Well last Monday when the stock was around $960-980 I sold 3 call options at a $1065 strike price expiring in 2 weeks (today) for $20. During this time I was extremely busy and super stressed with work that as tsla skyrocketed so fast I kept thinking it would come back down and it never did. And I missed my strategy of buying back shares with margin after the stock hit my strike price. Big mistake on my part for not paying enough attention.
So that $6,000 premium cost me $143,000 in lost gains just in 2 weeks. WTF. Now I’m left wondering what to do? Use that money to buy shares immediately? Sell puts? Or wait for it to drop? Ughhhhhhhhhhhh

Sorry to hear this. Since you mentioned margin I’m going to assume this is a taxable account. I don’t know if you need to withdraw taxes for money but definitely look to factor that in. These are crazy times so tough to say what will happen but short term trend for TSLA is definitely up, probably an understatement.

It is an interesting strategy but I don’t know if it’s worth it in a taxable account, and maybe you are doing this on shares with long term gains. An additional option for your strategy to employ might be to use a buy stop order(I think that’s what it’s called) at your above your break even price. Basically setup the buy order when you sell the options.
────────
TASK TO CARRY OUT: Resume the forum thread about the TSLA covered calls that cost a $143,000 gain, picking up right after its final sentence.
────────
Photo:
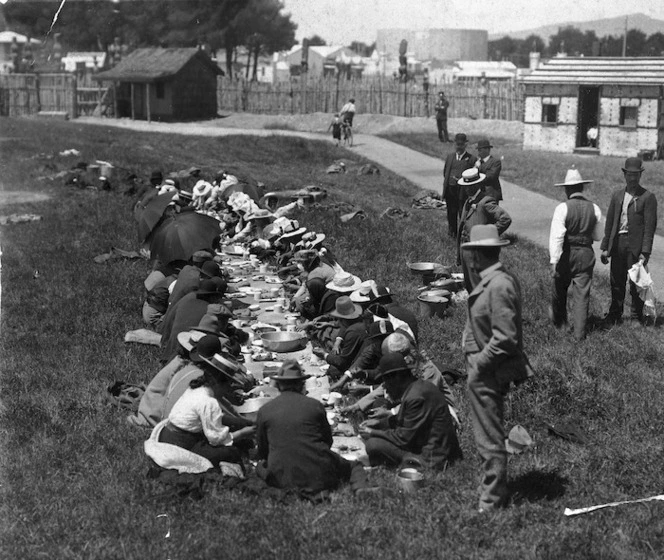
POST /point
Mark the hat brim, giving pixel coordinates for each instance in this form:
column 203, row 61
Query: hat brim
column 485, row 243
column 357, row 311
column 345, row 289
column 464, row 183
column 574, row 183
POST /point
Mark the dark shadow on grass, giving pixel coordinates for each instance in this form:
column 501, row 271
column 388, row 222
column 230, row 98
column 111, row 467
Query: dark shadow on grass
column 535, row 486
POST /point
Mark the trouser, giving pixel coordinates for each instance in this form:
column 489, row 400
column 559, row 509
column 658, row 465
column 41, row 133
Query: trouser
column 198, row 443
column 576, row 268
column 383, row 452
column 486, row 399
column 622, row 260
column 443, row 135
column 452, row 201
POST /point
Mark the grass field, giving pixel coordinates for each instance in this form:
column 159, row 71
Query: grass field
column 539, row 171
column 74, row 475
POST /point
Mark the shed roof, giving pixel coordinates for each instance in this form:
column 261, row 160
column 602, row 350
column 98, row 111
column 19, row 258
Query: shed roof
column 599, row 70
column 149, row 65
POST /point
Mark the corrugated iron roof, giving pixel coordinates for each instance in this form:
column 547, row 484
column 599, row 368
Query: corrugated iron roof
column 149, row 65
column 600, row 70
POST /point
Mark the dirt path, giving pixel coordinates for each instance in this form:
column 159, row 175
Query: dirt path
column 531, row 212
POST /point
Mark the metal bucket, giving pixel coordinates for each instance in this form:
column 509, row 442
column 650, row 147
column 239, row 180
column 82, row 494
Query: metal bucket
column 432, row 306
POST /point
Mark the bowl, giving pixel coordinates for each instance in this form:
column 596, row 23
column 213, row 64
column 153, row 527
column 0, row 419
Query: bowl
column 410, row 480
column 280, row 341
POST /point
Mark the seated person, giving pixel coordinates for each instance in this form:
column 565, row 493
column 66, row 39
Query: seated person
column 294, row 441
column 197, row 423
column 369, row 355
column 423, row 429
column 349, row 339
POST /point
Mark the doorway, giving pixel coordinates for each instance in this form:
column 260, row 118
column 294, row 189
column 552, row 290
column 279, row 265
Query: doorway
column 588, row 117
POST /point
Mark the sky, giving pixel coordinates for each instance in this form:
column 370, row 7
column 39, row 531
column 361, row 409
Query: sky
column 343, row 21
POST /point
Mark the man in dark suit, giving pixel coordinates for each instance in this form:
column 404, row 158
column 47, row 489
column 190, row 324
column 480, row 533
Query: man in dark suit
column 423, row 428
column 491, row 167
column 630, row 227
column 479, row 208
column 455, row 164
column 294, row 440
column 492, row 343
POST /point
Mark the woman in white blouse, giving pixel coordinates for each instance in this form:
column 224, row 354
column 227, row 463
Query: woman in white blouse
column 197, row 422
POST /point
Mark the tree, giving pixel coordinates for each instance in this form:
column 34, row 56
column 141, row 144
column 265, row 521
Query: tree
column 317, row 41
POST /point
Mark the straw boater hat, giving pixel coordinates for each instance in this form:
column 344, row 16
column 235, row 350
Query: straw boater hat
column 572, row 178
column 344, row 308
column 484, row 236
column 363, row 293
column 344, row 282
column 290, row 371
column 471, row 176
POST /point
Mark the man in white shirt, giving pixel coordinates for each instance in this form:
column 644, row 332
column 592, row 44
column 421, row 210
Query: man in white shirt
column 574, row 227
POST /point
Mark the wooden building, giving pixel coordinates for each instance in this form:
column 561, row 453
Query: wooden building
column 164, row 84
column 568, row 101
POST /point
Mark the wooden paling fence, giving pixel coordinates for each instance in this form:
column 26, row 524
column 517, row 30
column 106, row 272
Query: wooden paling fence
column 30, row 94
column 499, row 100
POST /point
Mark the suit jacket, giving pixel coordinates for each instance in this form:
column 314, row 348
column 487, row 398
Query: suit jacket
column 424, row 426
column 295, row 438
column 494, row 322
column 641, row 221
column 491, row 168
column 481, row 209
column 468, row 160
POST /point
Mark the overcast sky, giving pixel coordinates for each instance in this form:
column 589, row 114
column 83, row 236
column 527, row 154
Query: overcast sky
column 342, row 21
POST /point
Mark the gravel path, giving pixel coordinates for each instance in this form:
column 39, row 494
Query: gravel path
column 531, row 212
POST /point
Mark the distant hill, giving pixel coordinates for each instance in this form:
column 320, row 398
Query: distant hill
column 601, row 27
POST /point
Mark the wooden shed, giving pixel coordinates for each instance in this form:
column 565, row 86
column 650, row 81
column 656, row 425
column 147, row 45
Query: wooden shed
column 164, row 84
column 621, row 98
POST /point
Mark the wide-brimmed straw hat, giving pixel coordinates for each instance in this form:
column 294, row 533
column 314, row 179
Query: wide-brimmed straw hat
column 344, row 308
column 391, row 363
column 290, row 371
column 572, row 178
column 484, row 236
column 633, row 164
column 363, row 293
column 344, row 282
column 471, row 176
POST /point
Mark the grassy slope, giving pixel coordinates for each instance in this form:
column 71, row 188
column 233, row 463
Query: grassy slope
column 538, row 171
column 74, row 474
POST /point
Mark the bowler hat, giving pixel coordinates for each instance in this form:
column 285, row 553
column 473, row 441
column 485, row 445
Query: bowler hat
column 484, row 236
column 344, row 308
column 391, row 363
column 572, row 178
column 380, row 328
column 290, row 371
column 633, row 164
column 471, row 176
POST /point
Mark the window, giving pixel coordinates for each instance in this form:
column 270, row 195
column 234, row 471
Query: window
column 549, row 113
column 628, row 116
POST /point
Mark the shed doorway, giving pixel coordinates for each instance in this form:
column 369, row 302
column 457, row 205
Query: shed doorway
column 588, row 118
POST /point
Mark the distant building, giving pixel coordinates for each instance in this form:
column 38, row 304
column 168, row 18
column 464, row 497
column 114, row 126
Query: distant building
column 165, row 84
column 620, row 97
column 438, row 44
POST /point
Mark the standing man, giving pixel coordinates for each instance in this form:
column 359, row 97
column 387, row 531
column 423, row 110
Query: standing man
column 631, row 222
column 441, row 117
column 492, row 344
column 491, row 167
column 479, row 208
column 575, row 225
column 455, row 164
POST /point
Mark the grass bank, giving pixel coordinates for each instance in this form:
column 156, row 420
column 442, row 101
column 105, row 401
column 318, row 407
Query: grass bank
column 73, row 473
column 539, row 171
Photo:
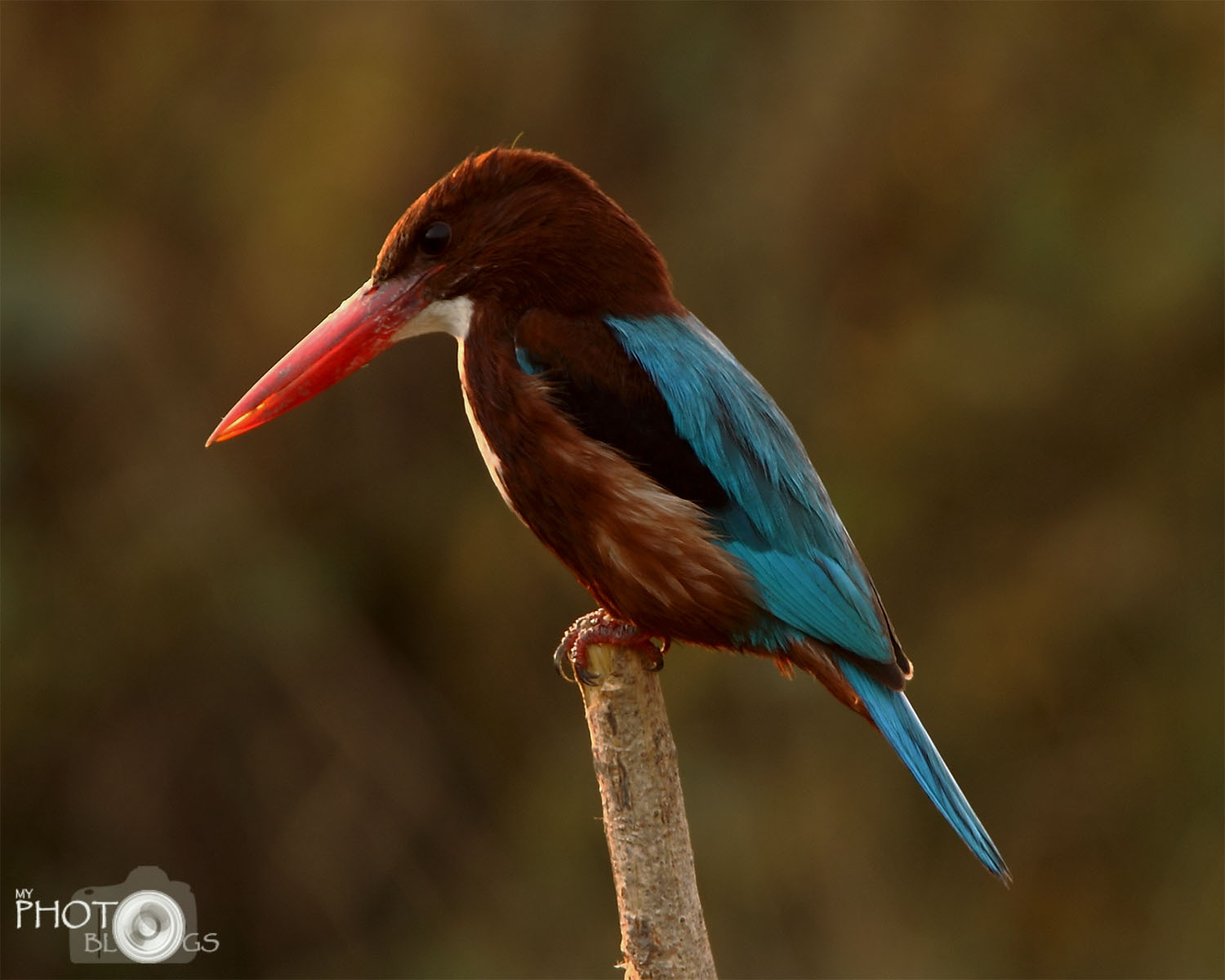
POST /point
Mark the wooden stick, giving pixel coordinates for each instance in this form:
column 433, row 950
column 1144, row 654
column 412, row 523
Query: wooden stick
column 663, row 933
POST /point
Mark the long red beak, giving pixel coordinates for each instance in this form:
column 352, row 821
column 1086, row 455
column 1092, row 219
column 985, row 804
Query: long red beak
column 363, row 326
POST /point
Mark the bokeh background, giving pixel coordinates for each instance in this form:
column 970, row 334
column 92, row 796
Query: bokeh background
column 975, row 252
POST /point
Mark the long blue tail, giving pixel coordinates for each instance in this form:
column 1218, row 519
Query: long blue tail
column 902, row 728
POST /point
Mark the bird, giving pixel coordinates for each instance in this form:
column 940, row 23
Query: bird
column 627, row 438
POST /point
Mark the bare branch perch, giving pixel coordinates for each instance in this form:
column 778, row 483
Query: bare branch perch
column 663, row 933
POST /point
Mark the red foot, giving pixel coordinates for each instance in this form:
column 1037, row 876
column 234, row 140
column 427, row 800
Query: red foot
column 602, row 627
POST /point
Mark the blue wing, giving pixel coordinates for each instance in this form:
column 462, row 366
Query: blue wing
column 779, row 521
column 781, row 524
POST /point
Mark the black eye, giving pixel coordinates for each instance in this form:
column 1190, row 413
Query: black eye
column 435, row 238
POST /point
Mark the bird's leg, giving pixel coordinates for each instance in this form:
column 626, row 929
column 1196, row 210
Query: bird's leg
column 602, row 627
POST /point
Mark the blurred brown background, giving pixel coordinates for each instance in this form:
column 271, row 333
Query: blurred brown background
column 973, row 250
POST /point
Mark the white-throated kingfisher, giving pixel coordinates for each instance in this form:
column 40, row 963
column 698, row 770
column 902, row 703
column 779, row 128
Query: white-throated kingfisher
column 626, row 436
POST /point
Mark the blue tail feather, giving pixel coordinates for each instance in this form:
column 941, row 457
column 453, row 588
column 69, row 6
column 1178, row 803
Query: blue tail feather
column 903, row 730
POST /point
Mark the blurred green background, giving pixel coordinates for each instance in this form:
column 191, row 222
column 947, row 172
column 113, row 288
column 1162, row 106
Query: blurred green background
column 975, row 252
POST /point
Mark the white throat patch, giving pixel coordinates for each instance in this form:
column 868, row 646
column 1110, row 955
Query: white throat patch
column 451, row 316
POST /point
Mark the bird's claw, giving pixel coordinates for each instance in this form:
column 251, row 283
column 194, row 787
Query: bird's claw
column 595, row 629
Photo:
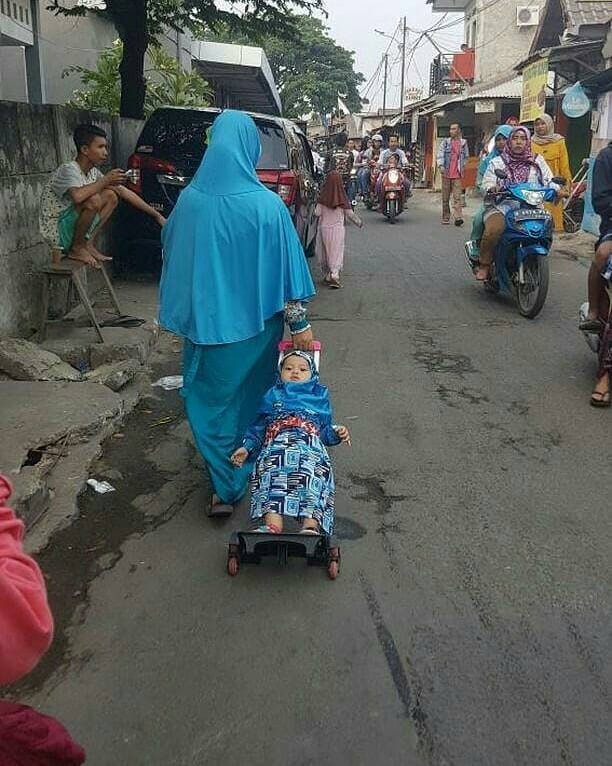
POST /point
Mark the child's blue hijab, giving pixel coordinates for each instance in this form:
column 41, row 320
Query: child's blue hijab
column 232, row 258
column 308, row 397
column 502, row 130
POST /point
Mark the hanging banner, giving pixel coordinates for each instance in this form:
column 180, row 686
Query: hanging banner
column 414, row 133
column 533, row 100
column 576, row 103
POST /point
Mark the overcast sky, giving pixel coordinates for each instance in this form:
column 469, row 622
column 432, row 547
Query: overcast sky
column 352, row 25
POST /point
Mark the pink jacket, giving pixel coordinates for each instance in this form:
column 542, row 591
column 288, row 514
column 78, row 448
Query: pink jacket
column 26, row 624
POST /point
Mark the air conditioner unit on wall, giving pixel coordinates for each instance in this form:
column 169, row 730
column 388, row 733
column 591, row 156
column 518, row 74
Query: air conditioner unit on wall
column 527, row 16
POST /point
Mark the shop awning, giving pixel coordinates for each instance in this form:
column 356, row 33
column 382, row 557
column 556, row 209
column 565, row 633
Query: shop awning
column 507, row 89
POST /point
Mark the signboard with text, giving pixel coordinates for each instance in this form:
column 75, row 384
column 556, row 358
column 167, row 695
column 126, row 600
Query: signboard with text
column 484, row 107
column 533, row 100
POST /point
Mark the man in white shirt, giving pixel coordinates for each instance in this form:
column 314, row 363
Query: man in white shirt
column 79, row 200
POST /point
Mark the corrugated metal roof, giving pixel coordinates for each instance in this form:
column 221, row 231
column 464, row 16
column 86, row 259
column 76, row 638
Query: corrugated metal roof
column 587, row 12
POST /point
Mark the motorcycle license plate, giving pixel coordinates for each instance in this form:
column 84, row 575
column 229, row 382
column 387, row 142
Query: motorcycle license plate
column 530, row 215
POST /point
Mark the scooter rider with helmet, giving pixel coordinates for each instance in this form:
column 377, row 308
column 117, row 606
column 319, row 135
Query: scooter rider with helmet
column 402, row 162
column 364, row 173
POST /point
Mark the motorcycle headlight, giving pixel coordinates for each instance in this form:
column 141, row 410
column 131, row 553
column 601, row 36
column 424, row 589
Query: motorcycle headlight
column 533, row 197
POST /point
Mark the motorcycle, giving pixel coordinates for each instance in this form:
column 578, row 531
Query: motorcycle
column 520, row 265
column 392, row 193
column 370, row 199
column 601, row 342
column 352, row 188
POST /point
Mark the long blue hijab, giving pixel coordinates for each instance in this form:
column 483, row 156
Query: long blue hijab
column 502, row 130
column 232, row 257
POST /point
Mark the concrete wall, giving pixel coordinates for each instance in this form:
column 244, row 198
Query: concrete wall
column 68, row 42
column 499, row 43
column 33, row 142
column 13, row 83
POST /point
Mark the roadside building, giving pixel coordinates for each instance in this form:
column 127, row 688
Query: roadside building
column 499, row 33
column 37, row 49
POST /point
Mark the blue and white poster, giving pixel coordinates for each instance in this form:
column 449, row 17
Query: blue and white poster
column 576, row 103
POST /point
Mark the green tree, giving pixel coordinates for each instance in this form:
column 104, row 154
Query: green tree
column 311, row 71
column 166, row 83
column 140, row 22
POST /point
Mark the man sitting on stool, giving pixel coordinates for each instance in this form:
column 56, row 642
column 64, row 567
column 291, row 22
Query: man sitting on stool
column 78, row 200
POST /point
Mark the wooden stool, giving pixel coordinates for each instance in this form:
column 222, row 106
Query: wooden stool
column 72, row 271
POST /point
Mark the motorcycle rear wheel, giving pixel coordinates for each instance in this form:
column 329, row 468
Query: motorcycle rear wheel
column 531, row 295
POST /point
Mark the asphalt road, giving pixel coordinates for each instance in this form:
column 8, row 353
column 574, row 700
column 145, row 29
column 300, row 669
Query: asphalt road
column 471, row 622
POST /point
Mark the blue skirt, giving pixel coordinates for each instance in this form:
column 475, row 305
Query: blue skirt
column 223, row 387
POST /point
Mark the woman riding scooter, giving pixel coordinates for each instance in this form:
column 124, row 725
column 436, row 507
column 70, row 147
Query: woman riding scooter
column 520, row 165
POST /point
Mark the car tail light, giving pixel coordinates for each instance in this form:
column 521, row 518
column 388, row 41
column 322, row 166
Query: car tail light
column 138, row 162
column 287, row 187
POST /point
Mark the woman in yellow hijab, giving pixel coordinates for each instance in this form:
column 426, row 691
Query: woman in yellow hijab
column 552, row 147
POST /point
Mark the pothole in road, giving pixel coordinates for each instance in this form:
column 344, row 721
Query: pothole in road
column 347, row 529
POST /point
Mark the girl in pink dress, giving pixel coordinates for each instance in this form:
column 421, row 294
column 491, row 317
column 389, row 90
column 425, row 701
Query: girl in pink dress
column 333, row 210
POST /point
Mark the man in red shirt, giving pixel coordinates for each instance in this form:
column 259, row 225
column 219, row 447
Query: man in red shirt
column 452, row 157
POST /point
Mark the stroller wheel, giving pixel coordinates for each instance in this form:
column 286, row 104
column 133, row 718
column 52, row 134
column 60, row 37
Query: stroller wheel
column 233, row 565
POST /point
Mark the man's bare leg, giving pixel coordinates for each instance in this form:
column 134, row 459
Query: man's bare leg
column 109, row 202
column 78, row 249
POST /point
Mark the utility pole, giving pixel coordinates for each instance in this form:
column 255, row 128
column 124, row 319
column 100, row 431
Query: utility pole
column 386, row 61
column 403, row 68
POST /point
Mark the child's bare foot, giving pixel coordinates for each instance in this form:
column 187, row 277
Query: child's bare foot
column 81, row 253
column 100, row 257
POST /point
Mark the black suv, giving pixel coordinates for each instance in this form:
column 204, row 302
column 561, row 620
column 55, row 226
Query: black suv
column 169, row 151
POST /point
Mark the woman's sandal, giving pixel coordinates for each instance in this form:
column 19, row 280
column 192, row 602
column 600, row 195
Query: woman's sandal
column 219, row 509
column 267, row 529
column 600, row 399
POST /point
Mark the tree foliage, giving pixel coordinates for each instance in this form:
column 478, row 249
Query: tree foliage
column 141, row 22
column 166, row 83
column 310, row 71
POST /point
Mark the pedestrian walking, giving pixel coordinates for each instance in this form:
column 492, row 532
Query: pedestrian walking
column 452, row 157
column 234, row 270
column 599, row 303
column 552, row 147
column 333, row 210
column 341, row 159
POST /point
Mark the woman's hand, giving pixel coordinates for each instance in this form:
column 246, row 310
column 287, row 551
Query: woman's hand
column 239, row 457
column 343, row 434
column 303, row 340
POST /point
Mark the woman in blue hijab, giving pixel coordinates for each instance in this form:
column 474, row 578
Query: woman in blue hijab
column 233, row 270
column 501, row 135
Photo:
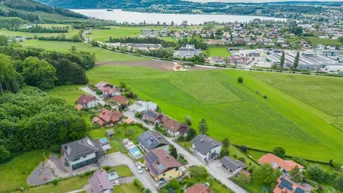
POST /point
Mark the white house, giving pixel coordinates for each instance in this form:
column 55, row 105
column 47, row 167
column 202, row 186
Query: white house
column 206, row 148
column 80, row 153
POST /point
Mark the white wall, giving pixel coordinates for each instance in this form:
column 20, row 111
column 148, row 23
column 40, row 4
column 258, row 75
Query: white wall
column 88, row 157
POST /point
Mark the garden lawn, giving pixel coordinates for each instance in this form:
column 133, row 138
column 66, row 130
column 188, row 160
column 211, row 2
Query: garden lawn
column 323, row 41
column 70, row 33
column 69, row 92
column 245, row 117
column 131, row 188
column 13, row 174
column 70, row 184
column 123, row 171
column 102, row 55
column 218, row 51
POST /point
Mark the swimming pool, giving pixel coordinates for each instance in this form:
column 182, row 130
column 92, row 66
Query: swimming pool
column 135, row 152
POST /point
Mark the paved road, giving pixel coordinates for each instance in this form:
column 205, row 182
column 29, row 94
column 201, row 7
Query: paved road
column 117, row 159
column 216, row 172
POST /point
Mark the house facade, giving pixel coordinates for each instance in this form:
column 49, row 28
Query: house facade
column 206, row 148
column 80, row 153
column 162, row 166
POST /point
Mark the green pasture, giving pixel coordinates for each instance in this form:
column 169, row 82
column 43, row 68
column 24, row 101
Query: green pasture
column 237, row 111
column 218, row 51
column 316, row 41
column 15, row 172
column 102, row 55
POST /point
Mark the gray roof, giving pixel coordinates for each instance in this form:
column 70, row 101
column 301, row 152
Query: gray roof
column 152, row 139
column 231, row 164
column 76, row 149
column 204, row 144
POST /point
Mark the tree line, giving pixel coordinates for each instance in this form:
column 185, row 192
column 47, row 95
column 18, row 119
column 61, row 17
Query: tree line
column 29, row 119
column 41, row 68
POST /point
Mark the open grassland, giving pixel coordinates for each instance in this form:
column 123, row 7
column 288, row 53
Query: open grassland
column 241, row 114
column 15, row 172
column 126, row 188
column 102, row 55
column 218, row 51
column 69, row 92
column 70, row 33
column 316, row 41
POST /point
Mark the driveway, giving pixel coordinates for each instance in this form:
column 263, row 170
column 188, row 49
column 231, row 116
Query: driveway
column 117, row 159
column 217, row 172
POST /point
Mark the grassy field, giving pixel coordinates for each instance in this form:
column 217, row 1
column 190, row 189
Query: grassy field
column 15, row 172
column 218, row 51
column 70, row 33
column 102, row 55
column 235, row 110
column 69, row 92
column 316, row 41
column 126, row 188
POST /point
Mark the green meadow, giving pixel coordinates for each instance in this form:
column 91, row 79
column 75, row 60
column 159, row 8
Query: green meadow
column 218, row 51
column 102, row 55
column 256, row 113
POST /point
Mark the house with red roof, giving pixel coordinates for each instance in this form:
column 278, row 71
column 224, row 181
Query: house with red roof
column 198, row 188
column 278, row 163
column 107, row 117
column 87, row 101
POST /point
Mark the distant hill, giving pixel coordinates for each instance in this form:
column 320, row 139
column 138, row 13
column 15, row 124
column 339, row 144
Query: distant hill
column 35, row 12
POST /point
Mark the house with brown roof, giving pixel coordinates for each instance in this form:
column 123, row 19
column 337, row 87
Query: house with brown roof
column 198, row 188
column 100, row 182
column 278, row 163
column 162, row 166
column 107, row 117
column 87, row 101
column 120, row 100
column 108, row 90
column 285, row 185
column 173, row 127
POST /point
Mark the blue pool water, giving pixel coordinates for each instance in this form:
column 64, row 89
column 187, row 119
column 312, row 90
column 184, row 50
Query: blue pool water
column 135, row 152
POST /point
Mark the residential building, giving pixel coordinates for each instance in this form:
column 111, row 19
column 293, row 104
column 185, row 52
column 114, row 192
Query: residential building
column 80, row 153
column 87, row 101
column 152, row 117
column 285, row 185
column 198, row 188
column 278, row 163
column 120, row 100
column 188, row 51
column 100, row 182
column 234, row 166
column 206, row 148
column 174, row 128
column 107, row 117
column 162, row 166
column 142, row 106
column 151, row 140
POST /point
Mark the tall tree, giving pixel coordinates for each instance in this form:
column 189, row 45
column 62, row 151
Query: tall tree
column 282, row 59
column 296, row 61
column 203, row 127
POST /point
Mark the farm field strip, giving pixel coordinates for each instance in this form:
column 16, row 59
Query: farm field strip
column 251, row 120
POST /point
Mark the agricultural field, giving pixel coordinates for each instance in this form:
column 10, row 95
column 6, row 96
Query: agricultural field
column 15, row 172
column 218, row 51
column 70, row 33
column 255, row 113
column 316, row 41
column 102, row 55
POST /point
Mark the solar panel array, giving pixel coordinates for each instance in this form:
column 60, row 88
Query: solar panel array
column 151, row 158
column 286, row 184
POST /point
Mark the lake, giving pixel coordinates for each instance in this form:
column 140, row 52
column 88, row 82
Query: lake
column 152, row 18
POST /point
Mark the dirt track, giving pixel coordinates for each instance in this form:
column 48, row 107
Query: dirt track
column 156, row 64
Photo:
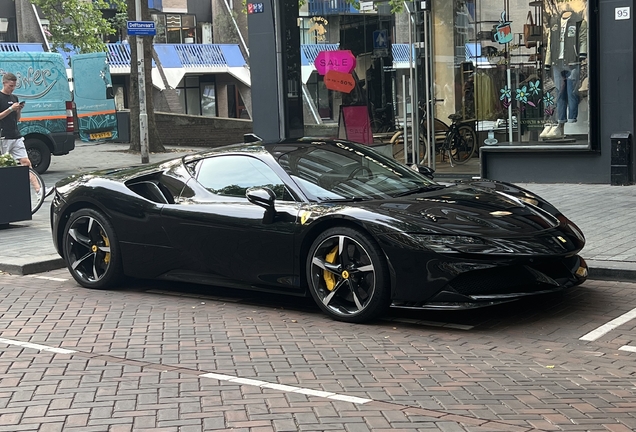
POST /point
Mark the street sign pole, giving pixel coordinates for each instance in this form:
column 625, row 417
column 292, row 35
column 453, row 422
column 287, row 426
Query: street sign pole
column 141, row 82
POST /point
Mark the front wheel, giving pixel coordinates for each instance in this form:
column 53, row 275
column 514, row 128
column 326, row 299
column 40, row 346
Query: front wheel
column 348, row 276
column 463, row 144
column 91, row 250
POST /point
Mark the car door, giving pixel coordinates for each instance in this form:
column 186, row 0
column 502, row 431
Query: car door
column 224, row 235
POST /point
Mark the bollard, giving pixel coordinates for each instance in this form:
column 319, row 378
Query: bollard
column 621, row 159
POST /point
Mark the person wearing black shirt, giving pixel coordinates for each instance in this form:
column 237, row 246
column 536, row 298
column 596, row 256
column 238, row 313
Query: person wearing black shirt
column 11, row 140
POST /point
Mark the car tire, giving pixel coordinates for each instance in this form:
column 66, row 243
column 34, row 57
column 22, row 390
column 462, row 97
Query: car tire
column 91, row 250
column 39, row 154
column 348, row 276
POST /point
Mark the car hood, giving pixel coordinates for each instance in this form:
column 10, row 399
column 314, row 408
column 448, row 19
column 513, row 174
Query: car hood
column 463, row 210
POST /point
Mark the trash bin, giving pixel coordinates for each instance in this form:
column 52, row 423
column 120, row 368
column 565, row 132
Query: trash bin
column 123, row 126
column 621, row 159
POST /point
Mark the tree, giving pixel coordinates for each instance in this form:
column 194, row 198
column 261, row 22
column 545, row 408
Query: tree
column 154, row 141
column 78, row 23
────────
RESULT:
I sell the puts as well - those 2 positions (opened yesterday and today; and both closed today) quickly became 2 of my best trades ever (in $/day/contract - I treat same day open/close as 1 day). They had aways to go, but with such an extreme move today, I decided to close anyway and evaluate next week what puts to sell then. I think the likelihood of a significantly lower share price on Monday is good.

And my guess is you're right about the manipulated price action - one of the articles floating around was about this being a 1 million contract expiration. Some of the articles suggest that this is in service of levering shares out of people's hands so that institutions can get in. If so, that looks like evidence of a share squeeze coming (as opposed to a short squeeze), and represents evidence of the company being seriously undervalued even after today's run.

Now that is an interesting thought.

This makes so much sense based on what we read on the main thread; ETRADE raising the margin requirement for TSLA and essentially forcing people to sell shares or do it for them. That combined with the slow morning and the sudden buying indicates to me they waited till the last minute to initiate the squeeze.

The 1500$ call expiry for July 10th has a low of 0.24 and a high of 46.00 meaning a 1000$ investment would have paid you over $190,000. What a crazy day, and to think that we are just getting started with this run up to the earnings call. Be careful out there.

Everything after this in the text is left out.